[Data entries]
============================================================

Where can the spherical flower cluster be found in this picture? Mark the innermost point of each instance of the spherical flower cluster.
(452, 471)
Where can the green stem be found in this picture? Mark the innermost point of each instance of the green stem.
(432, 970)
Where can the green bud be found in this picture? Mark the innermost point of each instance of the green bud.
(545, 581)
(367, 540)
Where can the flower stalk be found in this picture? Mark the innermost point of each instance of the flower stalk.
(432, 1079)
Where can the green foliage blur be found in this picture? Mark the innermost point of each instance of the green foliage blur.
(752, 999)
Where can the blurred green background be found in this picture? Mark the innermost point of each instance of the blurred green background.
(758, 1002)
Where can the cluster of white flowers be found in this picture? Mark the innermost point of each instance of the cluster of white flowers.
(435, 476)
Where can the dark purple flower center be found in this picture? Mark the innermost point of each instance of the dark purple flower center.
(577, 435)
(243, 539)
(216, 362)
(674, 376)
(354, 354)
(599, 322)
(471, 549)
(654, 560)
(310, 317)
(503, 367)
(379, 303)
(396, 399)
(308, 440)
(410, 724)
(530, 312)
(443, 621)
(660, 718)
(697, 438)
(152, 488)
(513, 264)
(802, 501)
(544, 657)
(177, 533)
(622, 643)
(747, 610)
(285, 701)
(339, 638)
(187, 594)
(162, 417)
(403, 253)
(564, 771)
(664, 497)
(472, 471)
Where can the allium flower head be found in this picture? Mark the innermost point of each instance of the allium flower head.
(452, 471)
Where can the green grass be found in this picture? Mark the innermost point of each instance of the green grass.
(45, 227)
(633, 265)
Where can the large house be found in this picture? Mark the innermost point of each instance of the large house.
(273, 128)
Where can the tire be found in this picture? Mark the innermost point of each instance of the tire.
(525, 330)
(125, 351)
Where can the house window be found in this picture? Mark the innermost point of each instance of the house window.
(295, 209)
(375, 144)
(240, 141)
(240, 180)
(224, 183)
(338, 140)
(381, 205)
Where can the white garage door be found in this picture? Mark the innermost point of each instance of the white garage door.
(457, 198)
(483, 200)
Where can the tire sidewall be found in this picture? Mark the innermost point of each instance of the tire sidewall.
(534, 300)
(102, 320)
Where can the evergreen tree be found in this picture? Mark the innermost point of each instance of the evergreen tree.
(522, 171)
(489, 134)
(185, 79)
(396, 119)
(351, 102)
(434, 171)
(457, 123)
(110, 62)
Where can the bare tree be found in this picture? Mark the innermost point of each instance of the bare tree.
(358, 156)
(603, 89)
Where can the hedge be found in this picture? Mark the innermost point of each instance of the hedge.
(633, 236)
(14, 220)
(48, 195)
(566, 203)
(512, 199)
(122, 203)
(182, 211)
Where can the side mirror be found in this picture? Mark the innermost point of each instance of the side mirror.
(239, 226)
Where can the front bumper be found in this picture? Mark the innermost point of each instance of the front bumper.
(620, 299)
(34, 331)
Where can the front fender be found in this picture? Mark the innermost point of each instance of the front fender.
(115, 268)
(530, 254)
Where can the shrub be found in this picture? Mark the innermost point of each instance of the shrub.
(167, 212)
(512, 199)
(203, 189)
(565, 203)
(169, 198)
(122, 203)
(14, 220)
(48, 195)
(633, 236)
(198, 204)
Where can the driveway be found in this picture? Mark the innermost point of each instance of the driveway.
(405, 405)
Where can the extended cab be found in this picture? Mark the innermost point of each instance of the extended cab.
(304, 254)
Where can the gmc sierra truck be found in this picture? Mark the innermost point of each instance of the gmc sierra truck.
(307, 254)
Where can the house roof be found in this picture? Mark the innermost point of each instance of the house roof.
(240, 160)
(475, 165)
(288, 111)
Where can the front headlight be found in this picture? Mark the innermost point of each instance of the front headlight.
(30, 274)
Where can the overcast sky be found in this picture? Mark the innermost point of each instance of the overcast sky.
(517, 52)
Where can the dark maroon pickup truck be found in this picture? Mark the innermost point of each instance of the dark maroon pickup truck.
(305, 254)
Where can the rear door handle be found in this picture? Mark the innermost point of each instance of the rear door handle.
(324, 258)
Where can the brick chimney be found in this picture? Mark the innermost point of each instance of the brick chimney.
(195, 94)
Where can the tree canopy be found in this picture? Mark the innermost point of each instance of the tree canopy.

============================================================

Reproduce all of the entries above, substituting "central point" for each occurrence of "innermost point" and leaving everything else unchanged.

Answer to the task |
Where can the spherical flower cluster be found in this picture? Mark the central point of each instance of the spherical flower cluster.
(452, 471)
Where can the green stem be found in this picture? Mark the central point of each instance of the green stem.
(432, 970)
Where can the green bud be found in this picture? Mark the central point of each instance of the green bud.
(545, 581)
(367, 540)
Where can the flower stalk be found in this picture? Mark the central point of each instance of the flower stalk.
(432, 1079)
Where can the green foliage blur be found in this picture? Mark the central point of each instance of the green foliage blur.
(752, 999)
Where can the blurred green background be found in this picture? Mark the central point of each instance of the blurred green background.
(758, 1002)
Where can the cluster of white flowers be found in this picture? Mark the central point of each instance of the cluster of white flowers.
(435, 476)
Where can the dark purple flower center be found in this picture? Mark the central point of each instance of the dark purple flower center.
(577, 435)
(243, 539)
(216, 362)
(674, 376)
(354, 354)
(599, 322)
(471, 549)
(654, 560)
(310, 317)
(503, 367)
(379, 303)
(396, 399)
(308, 440)
(410, 724)
(530, 312)
(443, 621)
(660, 718)
(697, 438)
(152, 488)
(513, 264)
(802, 501)
(544, 657)
(177, 533)
(622, 643)
(747, 610)
(285, 701)
(339, 638)
(187, 594)
(162, 417)
(403, 253)
(564, 771)
(664, 497)
(472, 471)
Where can the allium flower head be found in this picture? Mark the central point of each instance of the allium flower head.
(452, 471)
Where can the green grass be found in this picture? Mark the central point of each instance of the green grass.
(45, 227)
(633, 265)
Where can the large house be found in this picture? Mark the central point of each instance of the large house.
(273, 128)
Where can the tire be found in this picture? Mark the central point of each instance of the tire.
(525, 330)
(125, 351)
Where can the house window be found in this picture? Mark the central point of each instance of the house window.
(295, 209)
(375, 144)
(240, 141)
(240, 180)
(224, 183)
(338, 140)
(381, 205)
Where can the white garage door be found in this picture? Mark the central point of each instance of the white garage door.
(457, 198)
(483, 200)
Where can the tire sidewall be found in this picture? Mark the central point of each instance of the tire sidewall.
(534, 300)
(102, 320)
Where can the evergreen tree be found in this picture? Mark the central point of each instance of the evergreen tree.
(522, 171)
(489, 134)
(185, 79)
(396, 119)
(351, 102)
(434, 171)
(457, 123)
(110, 62)
Where can the bare tree be found in this picture? Mark the central point of each instance of the bare tree.
(358, 156)
(603, 89)
Where can the hedge be found in this picture? Mark the central point of each instance of the hedge.
(633, 236)
(14, 220)
(48, 195)
(566, 203)
(512, 199)
(122, 203)
(182, 211)
Where can the side mirror be found in this picture? Mark the central point of each instance of the side mirror.
(239, 226)
Where can the front bumper be found in this picture? Mark the central point of each instance of the front bumper.
(620, 299)
(34, 331)
Where can the front fender be found in this picture? Mark the central point of each instance of the front fender.
(115, 268)
(530, 254)
Where can the shrub be found in this picture? Mark the central point of each instance of the shrub.
(167, 212)
(512, 199)
(203, 189)
(565, 203)
(169, 198)
(122, 203)
(14, 220)
(48, 195)
(633, 236)
(198, 204)
Where can the driveway be found in this picture? Mark the central point of each instance of the driveway.
(405, 405)
Where can the extended cab be found in this picture? Mark the central point of each instance of the extended cab.
(304, 254)
Where can the gmc sierra truck be found in this picture? Mark the central point of each instance of the gmc sierra truck.
(307, 254)
Where can the house roof be found in this picture? Mark the central point of each instance of the house roof.
(240, 160)
(475, 165)
(288, 111)
Where can the front headlight be found in this picture? Mark the central point of each instance of the front headlight.
(30, 274)
Where can the overcast sky be found in this picture? Mark the central point of each instance of the overcast sky.
(517, 52)
Where can the dark maroon pickup truck be found in this picture? Mark the central point of each instance of the dark maroon pickup truck.
(305, 254)
Where can the rear door handle be found in this picture? Mark the central point of each instance of the rear door handle.
(324, 258)
Where can the brick chimney be found in this picture? Mark the central point of each instance of the brick chimney.
(195, 94)
Where can the tree canopy be found in this picture? Mark the central point of each instance of the tree canopy.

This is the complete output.